━━ Material for this exercise

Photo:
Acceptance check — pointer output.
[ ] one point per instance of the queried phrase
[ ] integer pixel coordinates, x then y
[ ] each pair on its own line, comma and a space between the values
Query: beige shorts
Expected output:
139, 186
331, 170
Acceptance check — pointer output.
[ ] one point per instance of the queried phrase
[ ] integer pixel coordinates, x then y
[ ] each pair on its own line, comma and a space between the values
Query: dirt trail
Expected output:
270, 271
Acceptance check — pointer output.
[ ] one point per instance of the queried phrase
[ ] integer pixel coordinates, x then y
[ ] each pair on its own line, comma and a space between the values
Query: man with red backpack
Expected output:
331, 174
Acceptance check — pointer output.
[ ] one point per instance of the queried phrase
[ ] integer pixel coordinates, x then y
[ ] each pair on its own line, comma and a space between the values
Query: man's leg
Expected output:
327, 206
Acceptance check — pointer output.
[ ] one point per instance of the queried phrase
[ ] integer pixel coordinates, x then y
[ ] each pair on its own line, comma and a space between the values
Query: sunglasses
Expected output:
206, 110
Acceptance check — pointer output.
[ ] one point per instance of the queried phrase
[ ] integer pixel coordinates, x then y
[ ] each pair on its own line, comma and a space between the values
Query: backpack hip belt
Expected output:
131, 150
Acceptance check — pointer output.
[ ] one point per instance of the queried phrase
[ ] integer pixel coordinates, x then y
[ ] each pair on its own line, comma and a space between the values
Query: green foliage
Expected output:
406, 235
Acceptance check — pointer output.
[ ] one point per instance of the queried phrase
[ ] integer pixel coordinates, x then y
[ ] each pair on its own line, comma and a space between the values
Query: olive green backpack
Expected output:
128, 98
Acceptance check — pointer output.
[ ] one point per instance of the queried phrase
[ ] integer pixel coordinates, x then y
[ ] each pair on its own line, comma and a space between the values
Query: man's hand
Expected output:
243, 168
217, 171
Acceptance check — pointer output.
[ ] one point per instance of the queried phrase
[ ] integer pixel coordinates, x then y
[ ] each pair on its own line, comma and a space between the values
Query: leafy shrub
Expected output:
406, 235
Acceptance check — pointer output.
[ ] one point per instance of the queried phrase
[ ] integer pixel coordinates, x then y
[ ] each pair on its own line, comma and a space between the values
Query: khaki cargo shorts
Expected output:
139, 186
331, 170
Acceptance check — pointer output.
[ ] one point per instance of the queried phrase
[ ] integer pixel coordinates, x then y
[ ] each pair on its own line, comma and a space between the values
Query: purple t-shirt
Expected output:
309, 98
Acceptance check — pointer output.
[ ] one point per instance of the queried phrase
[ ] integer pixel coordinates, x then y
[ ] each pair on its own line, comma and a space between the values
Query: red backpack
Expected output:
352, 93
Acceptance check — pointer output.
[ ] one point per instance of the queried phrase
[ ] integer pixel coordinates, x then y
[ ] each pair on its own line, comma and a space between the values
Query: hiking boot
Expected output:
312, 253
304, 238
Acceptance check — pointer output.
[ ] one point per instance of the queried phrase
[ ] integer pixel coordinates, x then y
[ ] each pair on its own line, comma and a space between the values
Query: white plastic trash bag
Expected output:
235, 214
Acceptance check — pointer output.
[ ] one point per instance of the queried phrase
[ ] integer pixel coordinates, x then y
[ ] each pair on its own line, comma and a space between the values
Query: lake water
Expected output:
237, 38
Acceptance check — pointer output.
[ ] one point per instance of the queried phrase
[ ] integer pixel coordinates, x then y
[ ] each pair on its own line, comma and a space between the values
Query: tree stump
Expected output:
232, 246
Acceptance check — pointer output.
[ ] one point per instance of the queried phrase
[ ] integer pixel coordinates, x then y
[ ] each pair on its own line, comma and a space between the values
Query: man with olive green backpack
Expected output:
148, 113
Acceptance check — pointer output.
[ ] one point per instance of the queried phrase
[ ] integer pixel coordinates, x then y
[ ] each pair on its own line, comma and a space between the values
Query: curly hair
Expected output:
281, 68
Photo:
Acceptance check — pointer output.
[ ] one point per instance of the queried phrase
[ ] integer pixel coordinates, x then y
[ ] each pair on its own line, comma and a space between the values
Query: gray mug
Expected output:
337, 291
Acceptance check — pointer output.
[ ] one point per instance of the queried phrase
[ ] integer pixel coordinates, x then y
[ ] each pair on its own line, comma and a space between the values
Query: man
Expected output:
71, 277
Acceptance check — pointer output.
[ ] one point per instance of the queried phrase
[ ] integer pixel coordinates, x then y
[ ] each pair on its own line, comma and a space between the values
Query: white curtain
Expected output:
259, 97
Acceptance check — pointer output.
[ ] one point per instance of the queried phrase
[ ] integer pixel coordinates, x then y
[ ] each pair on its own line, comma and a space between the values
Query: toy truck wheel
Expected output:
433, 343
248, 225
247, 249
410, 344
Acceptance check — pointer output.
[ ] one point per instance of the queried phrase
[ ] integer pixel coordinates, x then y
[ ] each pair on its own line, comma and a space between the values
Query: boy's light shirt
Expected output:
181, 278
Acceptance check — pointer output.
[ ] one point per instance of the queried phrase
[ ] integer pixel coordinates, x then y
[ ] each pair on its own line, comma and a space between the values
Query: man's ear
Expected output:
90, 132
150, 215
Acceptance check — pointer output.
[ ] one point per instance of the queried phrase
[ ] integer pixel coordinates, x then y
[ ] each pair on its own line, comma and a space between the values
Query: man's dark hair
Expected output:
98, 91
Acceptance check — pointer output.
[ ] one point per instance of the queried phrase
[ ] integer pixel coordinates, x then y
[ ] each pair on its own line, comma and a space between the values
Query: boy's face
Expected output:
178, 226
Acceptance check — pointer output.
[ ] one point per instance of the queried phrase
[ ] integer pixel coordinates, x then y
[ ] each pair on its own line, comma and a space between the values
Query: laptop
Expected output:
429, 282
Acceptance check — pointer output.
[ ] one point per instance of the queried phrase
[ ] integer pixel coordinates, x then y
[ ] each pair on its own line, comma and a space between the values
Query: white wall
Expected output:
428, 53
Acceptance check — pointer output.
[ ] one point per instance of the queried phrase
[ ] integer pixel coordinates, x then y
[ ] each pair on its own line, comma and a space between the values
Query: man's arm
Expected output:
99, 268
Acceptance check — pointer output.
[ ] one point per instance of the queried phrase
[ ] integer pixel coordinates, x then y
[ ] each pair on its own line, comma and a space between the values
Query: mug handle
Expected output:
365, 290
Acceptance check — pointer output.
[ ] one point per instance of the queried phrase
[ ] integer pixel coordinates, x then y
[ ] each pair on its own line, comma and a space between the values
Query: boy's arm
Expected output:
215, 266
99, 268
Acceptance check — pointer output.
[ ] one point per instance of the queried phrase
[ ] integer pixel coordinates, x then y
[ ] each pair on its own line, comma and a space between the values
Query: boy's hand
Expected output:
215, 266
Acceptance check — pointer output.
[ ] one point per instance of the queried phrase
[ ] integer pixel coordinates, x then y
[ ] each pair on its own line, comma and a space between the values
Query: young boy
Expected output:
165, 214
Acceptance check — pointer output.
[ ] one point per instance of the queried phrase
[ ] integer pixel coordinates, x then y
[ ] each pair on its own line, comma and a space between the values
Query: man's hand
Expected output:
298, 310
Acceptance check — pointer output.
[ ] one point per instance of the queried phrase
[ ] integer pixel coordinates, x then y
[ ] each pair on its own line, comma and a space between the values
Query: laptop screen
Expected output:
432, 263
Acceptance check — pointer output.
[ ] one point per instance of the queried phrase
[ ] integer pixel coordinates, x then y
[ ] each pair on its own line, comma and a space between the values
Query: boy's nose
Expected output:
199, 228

━━━━

• _Work to be completed_: Each entry above is to be printed again exactly.

• _The answer_:
Photo:
Acceptance check — pointer output.
[ ] one point per instance of the queried phrase
[ ] integer pixel coordinates, x then y
[ ] each pair on its own line, comma and a space between the values
Query: beige shorts
Expected output:
139, 186
331, 170
Acceptance check — pointer output.
[ ] one point per instance of the queried phrase
[ ] integer pixel coordinates, x then y
[ ] each pair on its own line, comma and a space between the values
Query: dirt trail
Expected output:
270, 271
Acceptance check — pointer output.
[ ] one point per instance of the queried phrase
[ ] integer pixel coordinates, x then y
[ ] each pair on its own line, comma and a space between the values
Query: man with red backpack
Expected output:
331, 174
Acceptance check — pointer output.
[ ] one point per instance of the queried phrase
[ ] integer pixel coordinates, x then y
[ ] each pair on its own line, comma and a space between the values
Query: man's leg
Expected output:
327, 206
Acceptance check — pointer output.
[ ] one point per instance of the queried phrase
[ ] integer pixel coordinates, x then y
[ ] each pair on its own line, comma and a space between the values
Query: sunglasses
Expected output:
206, 110
Acceptance check — pointer output.
[ ] one point per instance of the queried phrase
[ ] integer pixel coordinates, x then y
[ ] each pair on its own line, comma and a space between the values
Query: backpack hip belt
Expected output:
131, 150
Acceptance check — pointer output.
[ ] one point per instance of the queried phrase
[ ] integer pixel coordinates, x then y
[ ] each pair on its own line, comma and a space between the values
Query: green foliage
Expected output:
406, 235
Acceptance check — pointer output.
[ ] one point per instance of the queried phrase
[ ] integer pixel coordinates, x then y
[ ] each pair on its own line, comma and a space between the values
Query: olive green backpack
Expected output:
128, 98
Acceptance check — pointer output.
[ ] one point per instance of the queried phrase
[ ] integer pixel coordinates, x then y
[ ] each pair on its own line, comma and a space between the values
Query: man's hand
Expected output:
243, 168
217, 171
Acceptance check — pointer output.
[ ] one point per instance of the queried phrase
[ ] integer pixel coordinates, x then y
[ ] each pair on its own line, comma and a space between the values
Query: leafy shrub
Expected output:
406, 235
Acceptance check — pointer output.
[ ] one point per instance of the queried phrase
[ ] integer pixel coordinates, x then y
[ ] each pair on its own line, comma and a space between the values
Query: khaki cargo shorts
Expected output:
139, 186
331, 170
Acceptance check — pointer output.
[ ] one point per instance of the queried phrase
[ ] integer pixel coordinates, x then y
[ ] each pair on its own line, comma and a space between the values
Query: purple t-shirt
Expected output:
309, 98
Acceptance check — pointer output.
[ ] one point per instance of the queried phrase
[ ] integer pixel coordinates, x then y
[ ] each pair on its own line, comma and a space between the values
Query: red backpack
Expected output:
352, 93
Acceptance check — pointer output.
[ ] one point per instance of the queried phrase
[ ] integer pixel coordinates, x then y
[ ] each pair on its own line, comma and a space between the values
Query: hiking boot
Expected output:
312, 253
304, 238
Acceptance check — pointer output.
[ ] one point per instance of the queried phrase
[ ] integer pixel coordinates, x then y
[ ] each pair on its own line, comma and a space between the values
Query: white plastic trash bag
Expected output:
235, 214
Acceptance check — pointer output.
[ ] one point per instance of the queried phrase
[ ] integer pixel coordinates, x then y
[ ] each pair on its own line, comma and a space between the values
Query: lake water
Expected output:
237, 38
Acceptance check — pointer output.
[ ] one point per instance of the queried phrase
[ ] integer pixel coordinates, x then y
[ ] each pair on its own line, comma and a space between the values
Query: tree stump
Expected output:
232, 246
Acceptance check — pointer output.
[ ] one point per instance of the queried phrase
[ ] integer pixel coordinates, x then y
[ ] each pair on its own line, comma and a space between the values
Query: man with olive green backpack
Expected output:
148, 113
Acceptance check — pointer output.
[ ] one point per instance of the queried phrase
[ ] integer pixel coordinates, x then y
[ ] each pair on its own line, comma and a space between the values
Query: curly hair
Expected output:
281, 68
Photo:
Acceptance check — pointer output.
[ ] one point per instance of the queried phrase
[ ] integer pixel coordinates, x then y
[ ] each pair on its own line, comma and a space between the values
Query: gray mug
Expected output:
337, 291
Acceptance check — pointer output.
[ ] one point per instance of the queried phrase
[ ] integer pixel coordinates, x then y
[ ] each pair on its own line, comma and a space between the values
Query: man
Expected output:
71, 277
Acceptance check — pointer output.
[ ] one point per instance of the queried phrase
[ ] integer pixel coordinates, x then y
[ ] each pair on its own line, comma and a space between the values
Query: white curtain
Expected output:
259, 97
Acceptance check — pointer output.
[ ] one point per instance of the queried phrase
[ ] integer pixel coordinates, x then y
[ ] each pair on its own line, comma and a space between the values
Query: toy truck wheel
Expected output:
433, 343
248, 225
247, 249
410, 344
Acceptance check — pointer output.
[ ] one point per instance of the queried phrase
[ ] integer pixel coordinates, x then y
[ ] each pair on its own line, comma and a space between the values
Query: boy's light shirt
Expected output:
181, 278
Acceptance check — pointer output.
[ ] one point per instance of the queried phrase
[ ] integer pixel coordinates, x then y
[ ] each pair on its own line, comma and a space between the values
Query: man's ear
Expected output:
90, 132
150, 215
Acceptance check — pointer output.
[ ] one point per instance of the queried phrase
[ ] integer pixel coordinates, x then y
[ ] each pair on its own line, comma and a space between the values
Query: man's dark hair
Expected output:
98, 91
Acceptance check — pointer output.
[ ] one point per instance of the queried phrase
[ ] integer pixel coordinates, x then y
[ ] each pair on its own line, comma and a space between the values
Query: boy's face
Expected output:
178, 226
Acceptance check — pointer output.
[ ] one point per instance of the queried phrase
[ ] integer pixel coordinates, x then y
[ ] each pair on its own line, comma and a space between the values
Query: laptop
Expected output:
429, 282
Acceptance check — pointer output.
[ ] one point per instance of the queried phrase
[ ] integer pixel coordinates, x then y
[ ] each pair on its own line, comma and a space between the values
Query: white wall
Expected output:
428, 53
Acceptance check — pointer output.
[ ] one point per instance of the queried phrase
[ ] integer pixel coordinates, x then y
[ ] each pair on its own line, comma and a space between the values
Query: man's arm
Expected output:
99, 268
Acceptance check — pointer output.
[ ] one point per instance of the queried phrase
[ ] integer pixel coordinates, x then y
[ ] each pair on its own line, comma and a space between the values
Query: mug handle
Expected output:
365, 290
Acceptance check — pointer output.
[ ] one point per instance of the queried phrase
[ ] integer pixel coordinates, x then y
[ ] each pair on its own line, comma and a space between the values
Query: boy's arm
Expected output:
215, 266
99, 268
Acceptance check — pointer output.
[ ] one point per instance of the queried phrase
[ ] integer pixel coordinates, x then y
[ ] each pair on its own line, comma and a space between the values
Query: boy's hand
Expected output:
215, 266
Acceptance check — pointer output.
[ ] one point per instance of the queried phrase
[ ] integer pixel coordinates, x then y
[ ] each pair on its own line, comma and a space between the values
Query: young boy
Expected output:
165, 214
Acceptance check — pointer output.
[ ] one point per instance of the queried phrase
[ ] integer pixel coordinates, x then y
[ ] each pair on its own line, comma and a space between the values
Query: man's hand
Expected output:
298, 310
Acceptance check — pointer output.
[ ] one point per instance of the queried phrase
[ ] integer pixel coordinates, x then y
[ ] each pair on its own line, comma and a space between the values
Query: laptop screen
Expected output:
432, 263
Acceptance check — pointer output.
[ ] one point per instance of the queried phrase
[ ] integer pixel coordinates, x then y
[ ] each pair on its own line, comma and a space between the values
Query: boy's nose
Expected output:
199, 228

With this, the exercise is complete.